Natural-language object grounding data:

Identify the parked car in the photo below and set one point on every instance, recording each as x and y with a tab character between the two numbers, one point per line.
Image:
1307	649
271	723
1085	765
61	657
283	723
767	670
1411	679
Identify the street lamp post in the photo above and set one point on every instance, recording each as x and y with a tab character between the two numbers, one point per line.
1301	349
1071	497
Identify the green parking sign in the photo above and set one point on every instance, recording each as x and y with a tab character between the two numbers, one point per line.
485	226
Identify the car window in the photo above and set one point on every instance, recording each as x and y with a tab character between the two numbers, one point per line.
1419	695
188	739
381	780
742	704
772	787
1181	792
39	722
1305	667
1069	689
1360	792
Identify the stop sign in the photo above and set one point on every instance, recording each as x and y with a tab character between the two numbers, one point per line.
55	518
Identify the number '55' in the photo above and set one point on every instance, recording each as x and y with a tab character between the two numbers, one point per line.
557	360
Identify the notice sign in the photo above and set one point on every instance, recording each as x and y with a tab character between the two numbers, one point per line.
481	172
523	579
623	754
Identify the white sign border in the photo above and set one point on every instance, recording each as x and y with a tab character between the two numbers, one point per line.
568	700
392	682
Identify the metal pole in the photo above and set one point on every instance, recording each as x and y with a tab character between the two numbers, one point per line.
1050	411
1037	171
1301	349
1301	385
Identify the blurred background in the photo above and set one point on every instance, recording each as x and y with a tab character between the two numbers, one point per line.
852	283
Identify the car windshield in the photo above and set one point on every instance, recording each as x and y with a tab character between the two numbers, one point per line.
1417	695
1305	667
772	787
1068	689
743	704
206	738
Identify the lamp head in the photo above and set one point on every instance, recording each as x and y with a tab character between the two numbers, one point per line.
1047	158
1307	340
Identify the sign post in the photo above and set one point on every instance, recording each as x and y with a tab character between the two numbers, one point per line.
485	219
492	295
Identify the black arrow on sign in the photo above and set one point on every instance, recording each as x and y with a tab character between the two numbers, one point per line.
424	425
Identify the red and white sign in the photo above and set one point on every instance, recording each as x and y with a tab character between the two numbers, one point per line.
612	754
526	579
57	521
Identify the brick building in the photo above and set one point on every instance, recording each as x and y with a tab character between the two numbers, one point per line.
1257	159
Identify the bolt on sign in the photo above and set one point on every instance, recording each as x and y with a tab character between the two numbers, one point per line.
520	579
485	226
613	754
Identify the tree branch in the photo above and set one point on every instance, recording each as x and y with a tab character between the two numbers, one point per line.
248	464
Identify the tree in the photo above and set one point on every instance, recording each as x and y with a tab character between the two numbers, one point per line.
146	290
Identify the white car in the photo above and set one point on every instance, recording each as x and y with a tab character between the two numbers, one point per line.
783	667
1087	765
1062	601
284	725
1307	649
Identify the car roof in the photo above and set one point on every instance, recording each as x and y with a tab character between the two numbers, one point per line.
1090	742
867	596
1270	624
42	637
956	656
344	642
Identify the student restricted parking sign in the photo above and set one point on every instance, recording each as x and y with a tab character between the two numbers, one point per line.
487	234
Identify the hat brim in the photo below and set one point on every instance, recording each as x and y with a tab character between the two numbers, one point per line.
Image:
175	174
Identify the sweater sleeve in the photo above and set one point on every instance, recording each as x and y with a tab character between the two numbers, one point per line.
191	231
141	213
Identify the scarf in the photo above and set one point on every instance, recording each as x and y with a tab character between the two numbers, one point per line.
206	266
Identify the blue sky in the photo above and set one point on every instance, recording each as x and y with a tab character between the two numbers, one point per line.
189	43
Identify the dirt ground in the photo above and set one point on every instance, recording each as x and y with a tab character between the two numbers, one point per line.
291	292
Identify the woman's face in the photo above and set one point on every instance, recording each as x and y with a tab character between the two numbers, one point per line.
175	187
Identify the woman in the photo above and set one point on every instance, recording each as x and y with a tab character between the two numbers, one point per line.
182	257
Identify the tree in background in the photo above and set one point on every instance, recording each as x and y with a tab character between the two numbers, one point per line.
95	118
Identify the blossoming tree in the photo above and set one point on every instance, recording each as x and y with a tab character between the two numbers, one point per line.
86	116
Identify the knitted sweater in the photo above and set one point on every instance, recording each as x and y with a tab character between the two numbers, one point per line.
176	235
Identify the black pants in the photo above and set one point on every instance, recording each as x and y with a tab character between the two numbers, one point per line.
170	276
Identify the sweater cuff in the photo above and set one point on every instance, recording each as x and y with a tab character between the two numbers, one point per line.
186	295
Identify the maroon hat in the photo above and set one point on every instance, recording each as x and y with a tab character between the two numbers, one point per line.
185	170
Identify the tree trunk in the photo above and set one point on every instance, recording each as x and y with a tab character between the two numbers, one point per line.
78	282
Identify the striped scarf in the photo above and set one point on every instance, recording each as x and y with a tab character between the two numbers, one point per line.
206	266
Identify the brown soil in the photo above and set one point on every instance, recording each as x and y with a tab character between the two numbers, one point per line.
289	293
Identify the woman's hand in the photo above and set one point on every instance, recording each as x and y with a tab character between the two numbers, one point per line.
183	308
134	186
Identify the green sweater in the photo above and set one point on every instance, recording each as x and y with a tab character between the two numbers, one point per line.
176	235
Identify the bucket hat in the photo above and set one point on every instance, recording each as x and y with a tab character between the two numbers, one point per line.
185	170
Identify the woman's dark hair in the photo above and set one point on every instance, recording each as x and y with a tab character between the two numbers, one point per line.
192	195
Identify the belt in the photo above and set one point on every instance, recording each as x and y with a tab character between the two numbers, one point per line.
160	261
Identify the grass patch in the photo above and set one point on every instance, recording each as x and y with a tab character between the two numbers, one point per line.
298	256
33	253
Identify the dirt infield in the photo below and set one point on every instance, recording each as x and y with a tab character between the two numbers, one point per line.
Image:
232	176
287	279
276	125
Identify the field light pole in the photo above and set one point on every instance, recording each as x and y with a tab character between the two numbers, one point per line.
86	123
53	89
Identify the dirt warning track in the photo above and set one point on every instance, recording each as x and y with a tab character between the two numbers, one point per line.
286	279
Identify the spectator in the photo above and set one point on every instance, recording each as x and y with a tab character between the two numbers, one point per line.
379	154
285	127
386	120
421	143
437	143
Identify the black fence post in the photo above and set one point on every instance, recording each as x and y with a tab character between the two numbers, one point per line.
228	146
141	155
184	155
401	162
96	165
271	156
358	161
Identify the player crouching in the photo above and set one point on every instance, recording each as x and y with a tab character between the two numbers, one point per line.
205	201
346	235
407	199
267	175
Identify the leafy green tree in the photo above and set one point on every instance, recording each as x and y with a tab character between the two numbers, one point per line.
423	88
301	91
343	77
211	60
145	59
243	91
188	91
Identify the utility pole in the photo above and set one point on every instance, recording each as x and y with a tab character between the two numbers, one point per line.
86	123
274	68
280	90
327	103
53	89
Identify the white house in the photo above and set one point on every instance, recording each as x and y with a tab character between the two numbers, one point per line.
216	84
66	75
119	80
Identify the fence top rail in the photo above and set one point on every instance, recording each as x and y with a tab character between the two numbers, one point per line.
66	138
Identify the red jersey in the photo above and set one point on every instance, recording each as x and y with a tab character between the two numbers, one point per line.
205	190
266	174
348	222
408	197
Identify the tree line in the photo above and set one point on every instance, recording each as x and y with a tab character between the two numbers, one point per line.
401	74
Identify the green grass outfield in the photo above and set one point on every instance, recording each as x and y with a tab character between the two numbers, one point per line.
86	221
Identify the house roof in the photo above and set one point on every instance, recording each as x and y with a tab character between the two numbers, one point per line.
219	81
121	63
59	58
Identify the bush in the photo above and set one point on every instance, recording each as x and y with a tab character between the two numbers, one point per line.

REQUIREMENT: All of the records above are to be copied exactly.

EXERCISE RESPONSE:
Identify the parked car in the photo below and set one point on every instance, recording each as x and y with a tab character between the two numbers, one point per line.
Image:
1307	649
271	723
1085	765
61	657
283	723
767	670
1411	679
Identify the street lamp post in the photo above and set one point on every instance, recording each as x and y with a tab character between the two numbers, one point per line.
1301	349
1071	497
Identify the green parking sign in the photo above and set one point on every instance, recording each as x and y with a tab character between the two numbers, one point per line.
485	226
Identify the car window in the photo above and set one point on every instance, recording each as x and y with a tab character between the two numbers, one point per line.
1419	695
188	739
381	780
742	704
772	787
1181	792
39	722
1305	667
1069	689
1360	792
Identify the stop sign in the photo above and set one point on every instance, recording each as x and y with a tab character between the two numbers, one point per line.
55	518
Identify the number '55' in the photo above and set one point on every instance, recording each as x and y with a tab character between the two numbers, one point per line.
557	360
Identify the notice sign in the photo above and set one point on every instance, recording each as x and y with a tab character between the two numbers, one point per line.
481	172
523	579
623	754
Identify the white sign border in the photo above and set one point on every instance, recording each as x and y with a tab character between the two numbers, one point per line.
568	700
392	682
Identify the metal pole in the photo above and set one point on every instance, recording each as x and y with a tab character between the two numbers, one point per line.
1050	411
1037	171
1301	349
1301	385
Identify the blurred background in the photo above and set one point on every instance, recording each as x and y with a tab character between the two numbers, one point per line.
852	283
Identify the car windshield in the photo above and set one point on every instance, recording each as x and y with a tab character between the two numbers, one point per line.
1417	695
1305	667
772	787
1068	689
743	704
206	738
Identify the lamp head in the photo above and set one point on every instance, recording each as x and y with a tab character between the two numbers, one point per line.
1047	158
1307	340
Identify the sign post in the photo above and set one point on every instance, recording each as x and y with a tab character between the two numbers, one point per line.
485	219
492	295
Identify the black arrow on sign in the photo above and set one point on every instance, recording each as x and y with a tab character between the two numbers, one point per line.
424	425
Identify the red and white sign in the photo above and set one point on every instance, recording each as x and y with a tab character between the two numbers, one point per line.
612	754
526	579
57	521
Identify the brick building in the photo above and set one point on every instance, recording each as x and y with a tab character between the two numbers, one point per line.
1257	159
Identify the bolt on sign in the photo above and set one point on every instance, recording each as x and y with a tab character between the two numbers, one point per line.
520	579
485	226
613	754
Identify the tree branch in the photo above and set one point on every instance, recording each as x and y with a tab character between the two numbers, one point per line.
248	464
Identify the tree in the photo above and set one point on every instance, recording each as x and y with a tab character between the two numbers, one point per line.
146	290
Identify the white car in the photo above and set one point on every instance, recording each as x and y with a tab character between the two numbers, one point per line.
783	667
1087	765
1062	601
284	725
1307	649
Identify the car roof in the photo above and set one point on every instance, recording each as x and y with a tab character between the two numbers, one point per line.
1090	742
867	596
1270	624
42	637
956	656
344	642
Identify the student restricted parking sign in the photo above and set one point on every instance, recording each as x and y with a tab character between the two numbers, one point per line.
487	234
Identify the hat brim in the photo below and set one point on every instance, recording each as x and y with a tab character between the two numbers, one point per line.
Image:
175	174
Identify the sweater sleeve in the photo above and set one point on every instance, recording each as x and y with a tab character between the two numbers, one point per line.
191	231
141	213
Identify the scarf in the photo above and set one point on every instance, recording each as x and y with a tab character between the two numbers, one point per line.
206	266
Identify the blue sky in the photo above and set one point on every instance, recording each as x and y with a tab character between the two numbers, one point per line.
189	43
Identify the dirt ground in the photo above and set one point on every instance, recording each as x and y with a tab character between the two numbers, one point per line.
291	292
Identify the woman's face in the photo above and set one point on every instance, recording each as x and y with a tab character between the two numbers, one point per line.
175	187
Identify the woman in the photo above and set one point on every instance, recording each as x and y with a tab character between the two numbers, one point per line.
182	257
Identify the tree in background in the photo above and set one point on every instance, recording each as x and y with a tab character between the two numbers, one point per line.
95	118
Identify the blossoming tree in the photo above and set one point on every instance, recording each as x and y with a tab character between the two numbers, one point per line.
86	116
Identify the knitted sweater in the photo above and set one point on every instance, recording each as x and y with a tab character between the two numbers, one point per line.
176	235
Identify the black pants in the photo above and set one point on every instance, recording each as x and y with a tab character between the two numbers, one point per line.
170	276
Identify the sweater cuff in the photo above and set one point on every instance, recording each as x and y with a tab character between the two numbers, one point per line.
186	295
Identify the maroon hat in the photo above and set one point on every instance, recording each as x and y with a tab character between the two numbers, one point per line.
185	170
Identify the tree trunk in the photo above and set one point on every instance, recording each as x and y with a tab character between the two numbers, one point per line.
78	282
Identify the striped scarf in the photo above and set one point on every instance, recording each as x and y with a tab character between the two numbers, one point per line.
206	266
Identify the brown soil in the photo above and set one point on every instance, recording each as x and y with a tab character between the two numbers, one point per line.
289	293
Identify the woman's hand in the photo above and set one point on every instance, recording each as x and y with a tab character between the two numbers, one point per line.
183	308
134	186
Identify the green sweater in the photo above and set one point on every instance, recording each as x and y with a tab character between the two numbers, one point per line.
176	235
Identify the bucket hat in the photo above and set one point on every instance, recording each as x and y with a tab character between the two numbers, one point per line.
185	170
Identify the woman's dark hair in the photo above and set one point on every instance, recording each as x and y with a tab character between the two numbers, one point per line.
192	195
Identify the belt in the photo above and set one point on every instance, recording each as x and y with a tab character between the two numbers, one point per line.
160	261
Identify the grass patch in the photo above and set one point on every instance, recording each as x and y with a tab character between the two numbers, one point per line.
298	256
33	253
Identify the dirt infield in the photo below and set one point on every instance, recording each as x and y with a tab character between the two numbers, one point per line.
Image:
232	176
287	279
276	125
Identify the field light pole in the photo above and set one point on every instance, recording each as x and y with a tab character between the two numbers, one point per line.
86	123
53	89
Identify the dirt warning track in the photo above and set one point on every instance, recording each as x and y with a tab character between the two numbers, one point per line.
286	279
Identify the spectator in the photo above and set one point on every instance, recording each as x and y with a tab character between the two numbers, one point per line.
379	154
285	127
386	120
421	143
437	143
Identify the black fence post in the photo above and set one point on every instance, recording each as x and y with a tab character between the two numbers, one point per line.
228	146
141	155
184	155
401	162
96	165
271	156
358	161
Identify the player crouching in the photo above and set one point on every instance, recording each as x and y with a tab character between the two numbers, one point per line.
205	201
346	235
407	199
267	175
Identify the leafy green tree in the photo above and set one point on every instance, recording each as x and y with a tab character between the two numbers, one point per line.
423	88
301	91
343	77
211	60
145	59
243	91
188	91
Identify the utility pole in the photo above and set one point on every instance, recording each as x and y with a tab character between the two numbers, one point per line.
86	123
274	68
280	90
327	103
53	89
Identify the white house in the photo above and set one point on every instance, recording each as x and y with a tab character between the two numbers, one point per line.
216	84
66	75
119	80
Identify the fence top rail in the photo above and set one point on every instance, recording each as x and y with a tab character between the two numbers, one point per line.
66	138
Identify the red jersey in the photo above and set one point on every instance, recording each as x and y with a tab character between the two numbers, one point per line.
205	190
266	174
348	222
408	197
Identify the tree line in the photo above and set one point on every instance, recording each as x and y with a tab character between the two numbers, one point per line.
401	74
Identify the green grass outfield in the photo above and set one point on every instance, recording each as x and y with a tab character between the two numbers, one point per line.
86	221
Identify the house roof in the photo above and set one point on every instance, recording each as x and y with a tab character between the two numbers, one point per line.
219	81
121	63
59	58
Identify the bush in the photo above and set one point on every instance, recording each as x and y with a tab character between the two numbers, one point per line.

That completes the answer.